— begin DATA LINES —

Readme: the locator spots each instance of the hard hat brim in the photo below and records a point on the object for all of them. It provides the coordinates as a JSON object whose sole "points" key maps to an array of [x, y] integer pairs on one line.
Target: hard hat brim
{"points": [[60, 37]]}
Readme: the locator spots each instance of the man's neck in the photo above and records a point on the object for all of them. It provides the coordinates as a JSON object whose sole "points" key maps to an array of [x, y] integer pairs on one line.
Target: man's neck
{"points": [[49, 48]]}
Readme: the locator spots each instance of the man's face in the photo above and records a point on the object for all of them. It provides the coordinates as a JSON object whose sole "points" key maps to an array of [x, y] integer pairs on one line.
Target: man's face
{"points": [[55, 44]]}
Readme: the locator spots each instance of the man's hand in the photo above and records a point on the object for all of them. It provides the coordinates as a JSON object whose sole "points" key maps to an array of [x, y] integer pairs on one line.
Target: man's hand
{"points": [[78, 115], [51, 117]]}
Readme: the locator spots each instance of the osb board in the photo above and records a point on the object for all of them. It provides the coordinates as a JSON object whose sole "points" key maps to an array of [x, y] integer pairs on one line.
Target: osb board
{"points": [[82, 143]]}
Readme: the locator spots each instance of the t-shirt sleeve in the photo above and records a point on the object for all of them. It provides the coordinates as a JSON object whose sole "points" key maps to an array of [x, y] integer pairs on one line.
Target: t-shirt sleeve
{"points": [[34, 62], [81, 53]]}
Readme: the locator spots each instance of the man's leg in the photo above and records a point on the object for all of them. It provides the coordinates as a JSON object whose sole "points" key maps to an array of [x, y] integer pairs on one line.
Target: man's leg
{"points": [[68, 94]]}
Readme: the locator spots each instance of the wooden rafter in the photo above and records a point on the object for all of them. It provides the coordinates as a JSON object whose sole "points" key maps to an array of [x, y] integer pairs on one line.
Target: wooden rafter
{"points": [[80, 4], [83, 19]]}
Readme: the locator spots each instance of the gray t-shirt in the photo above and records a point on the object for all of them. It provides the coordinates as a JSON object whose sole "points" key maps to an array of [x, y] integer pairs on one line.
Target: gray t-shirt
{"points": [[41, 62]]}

— end DATA LINES —

*STATED EXERCISE:*
The records above should be returned exactly.

*COMPLETE RESPONSE:*
Readme: the locator spots each instance of the hard hat brim in the photo below and records a point on the object for all of them. It provides the coordinates as a JSON object whose sole "points" key maps to an array of [x, y] integer pairs on one line.
Target: hard hat brim
{"points": [[60, 37]]}
Readme: the locator spots each instance of the man's neck in the photo above and records a point on the object for all of them. It provides the coordinates as a JSON object whose sole "points" key maps to an array of [x, y] integer pairs on one line.
Target: man's neck
{"points": [[49, 48]]}
Readme: the locator spots each instance of the man's face in the photo above and records a point on the object for all of them. It provides the coordinates as a JSON object whose sole "points" key maps to an array of [x, y] integer pairs on one line.
Target: man's face
{"points": [[55, 44]]}
Readme: the locator spots each instance of the man's hand in the photo above and records a point on the object for all of them. It provides the coordinates as a JSON object whose sole "points" key maps to an array of [x, y] integer pairs on one line.
Target: man's hand
{"points": [[78, 115], [51, 117]]}
Readme: the locator spots each instance of the osb board in the photo above and records a point on the object for all of them. It provides the coordinates as a JSON object whose sole "points" key maps to an array of [x, y] integer pairs on one line.
Target: osb board
{"points": [[82, 143]]}
Readme: the locator spots each instance of the t-shirt sleeve in the photo above and records a point on the object for all of them. It provides the coordinates as a JSON object whose sole "points" key maps to an array of [x, y] integer pairs on one line.
Target: t-shirt sleeve
{"points": [[34, 62], [81, 53]]}
Readme: the locator spots each instance of the man's leg in the photo above and records a point on the object for all of them. It provides the coordinates as a JSON object whose sole "points" key maps to an array of [x, y] integer pairs on one line.
Target: man's leg
{"points": [[68, 94]]}
Readme: the locator spots each instance of the wooden rafter in the photo above and records a point on the object for all of them. It provides the coordinates as a JSON object whose sole "points" key maps to an array of [x, y] integer pairs on one line.
Target: wooden rafter
{"points": [[80, 4], [83, 19]]}
Readme: the locator spots each instance of the gray t-shirt in the photo above and records a point on the object for all of them. It provides the coordinates as a JSON object whose sole "points" key maps to an array of [x, y] integer pairs on one line.
Target: gray t-shirt
{"points": [[41, 62]]}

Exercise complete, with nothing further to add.